### AIM OF THE EXERCISE:
Please transcribe exactly the lines from the one containing "Each instance of the child's leg" through the end of the records below, both included, and nothing else.
───── MATERIAL SHOWN ─────
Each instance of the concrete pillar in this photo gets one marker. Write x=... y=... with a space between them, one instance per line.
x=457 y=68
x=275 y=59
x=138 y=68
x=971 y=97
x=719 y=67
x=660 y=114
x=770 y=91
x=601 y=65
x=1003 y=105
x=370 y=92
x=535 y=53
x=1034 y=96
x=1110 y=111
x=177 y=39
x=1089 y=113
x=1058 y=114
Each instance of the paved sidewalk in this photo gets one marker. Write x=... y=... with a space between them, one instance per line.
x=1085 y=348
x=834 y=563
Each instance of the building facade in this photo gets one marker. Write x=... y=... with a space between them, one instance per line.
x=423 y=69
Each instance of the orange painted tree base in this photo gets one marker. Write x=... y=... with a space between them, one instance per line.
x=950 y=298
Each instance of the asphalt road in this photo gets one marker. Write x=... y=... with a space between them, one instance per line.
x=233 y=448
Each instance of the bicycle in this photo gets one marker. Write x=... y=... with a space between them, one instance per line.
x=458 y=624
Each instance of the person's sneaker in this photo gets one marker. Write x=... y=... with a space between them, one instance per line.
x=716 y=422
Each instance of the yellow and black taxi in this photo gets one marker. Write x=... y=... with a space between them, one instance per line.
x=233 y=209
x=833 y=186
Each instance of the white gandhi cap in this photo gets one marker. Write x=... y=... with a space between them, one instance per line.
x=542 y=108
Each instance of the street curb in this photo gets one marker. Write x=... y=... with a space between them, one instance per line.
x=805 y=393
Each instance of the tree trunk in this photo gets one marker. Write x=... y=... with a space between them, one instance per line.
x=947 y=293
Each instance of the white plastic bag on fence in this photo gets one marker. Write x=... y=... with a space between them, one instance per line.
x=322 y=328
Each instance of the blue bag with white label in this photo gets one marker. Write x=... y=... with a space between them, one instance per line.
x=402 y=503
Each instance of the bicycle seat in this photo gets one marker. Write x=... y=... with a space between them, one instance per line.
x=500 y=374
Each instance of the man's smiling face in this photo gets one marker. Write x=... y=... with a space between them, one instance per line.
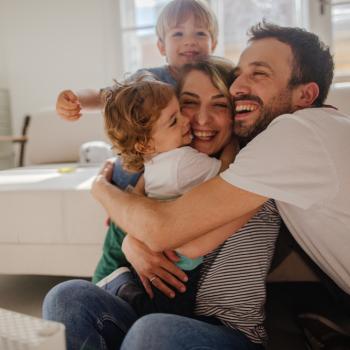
x=261 y=91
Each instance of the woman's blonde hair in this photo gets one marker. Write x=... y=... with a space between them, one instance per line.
x=219 y=70
x=178 y=11
x=131 y=109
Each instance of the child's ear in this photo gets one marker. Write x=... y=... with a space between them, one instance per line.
x=144 y=149
x=306 y=94
x=213 y=45
x=161 y=47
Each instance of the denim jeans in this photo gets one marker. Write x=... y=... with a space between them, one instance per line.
x=95 y=319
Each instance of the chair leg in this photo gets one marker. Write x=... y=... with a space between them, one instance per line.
x=23 y=143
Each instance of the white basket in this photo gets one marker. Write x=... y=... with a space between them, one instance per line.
x=22 y=332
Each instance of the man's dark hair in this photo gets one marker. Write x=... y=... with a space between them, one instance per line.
x=313 y=61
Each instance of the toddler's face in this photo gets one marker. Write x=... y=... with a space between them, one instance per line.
x=186 y=43
x=171 y=130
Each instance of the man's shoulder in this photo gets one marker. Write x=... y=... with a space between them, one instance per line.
x=317 y=114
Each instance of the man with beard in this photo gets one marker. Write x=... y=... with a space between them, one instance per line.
x=297 y=154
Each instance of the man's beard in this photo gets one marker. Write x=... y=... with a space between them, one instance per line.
x=278 y=105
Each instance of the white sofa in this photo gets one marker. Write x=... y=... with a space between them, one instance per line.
x=65 y=236
x=50 y=224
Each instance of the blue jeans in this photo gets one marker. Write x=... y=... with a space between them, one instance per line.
x=95 y=319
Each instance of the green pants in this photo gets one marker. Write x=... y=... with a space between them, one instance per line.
x=112 y=256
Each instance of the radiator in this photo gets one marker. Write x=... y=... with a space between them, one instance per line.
x=22 y=332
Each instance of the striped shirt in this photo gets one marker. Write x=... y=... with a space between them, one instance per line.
x=232 y=286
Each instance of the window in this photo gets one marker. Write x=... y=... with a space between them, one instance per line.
x=236 y=17
x=331 y=17
x=341 y=38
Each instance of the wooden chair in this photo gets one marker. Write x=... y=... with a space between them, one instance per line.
x=22 y=140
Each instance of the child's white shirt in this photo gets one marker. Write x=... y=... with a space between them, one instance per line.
x=171 y=174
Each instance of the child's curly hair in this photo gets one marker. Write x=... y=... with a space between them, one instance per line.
x=131 y=109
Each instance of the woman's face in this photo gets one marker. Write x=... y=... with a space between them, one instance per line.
x=208 y=111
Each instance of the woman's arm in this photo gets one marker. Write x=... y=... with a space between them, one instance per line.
x=172 y=224
x=211 y=240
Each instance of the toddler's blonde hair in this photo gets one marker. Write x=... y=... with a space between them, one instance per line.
x=131 y=109
x=178 y=11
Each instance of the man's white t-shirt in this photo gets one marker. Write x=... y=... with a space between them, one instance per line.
x=171 y=174
x=302 y=160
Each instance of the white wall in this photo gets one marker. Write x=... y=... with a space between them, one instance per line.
x=49 y=45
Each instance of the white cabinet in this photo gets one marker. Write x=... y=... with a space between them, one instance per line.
x=6 y=148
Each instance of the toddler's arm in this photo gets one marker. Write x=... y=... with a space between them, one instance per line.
x=140 y=186
x=211 y=240
x=70 y=104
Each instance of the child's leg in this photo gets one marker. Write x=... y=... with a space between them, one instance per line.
x=112 y=256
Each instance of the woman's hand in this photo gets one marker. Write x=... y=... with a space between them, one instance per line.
x=103 y=178
x=154 y=268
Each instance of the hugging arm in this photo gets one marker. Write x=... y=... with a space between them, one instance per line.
x=70 y=104
x=208 y=242
x=166 y=225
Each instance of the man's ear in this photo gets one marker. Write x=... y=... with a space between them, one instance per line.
x=161 y=47
x=144 y=149
x=306 y=94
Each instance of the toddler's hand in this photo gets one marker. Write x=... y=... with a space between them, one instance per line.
x=68 y=105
─────
### WRITTEN SOLUTION:
Each instance of the child's leg in this photo gets one marker. Write x=... y=... with a space between them, one instance per line.
x=112 y=256
Each instance of the woman's hand in this photo gets one marker. Write x=... y=... with a space between them, one instance per line.
x=103 y=178
x=154 y=268
Each instance of the hugging arm in this photo gets one marker. Write x=... y=... with a space between them, one instance per line.
x=70 y=104
x=208 y=242
x=166 y=225
Each instance of the man's ear in this photo gets one marker. Write x=... y=... with a space between them, one instance per line.
x=161 y=47
x=144 y=149
x=306 y=94
Each instance of the toddler's hand in this photo gets one marker. Write x=... y=... with a space between them, one instance per line.
x=68 y=105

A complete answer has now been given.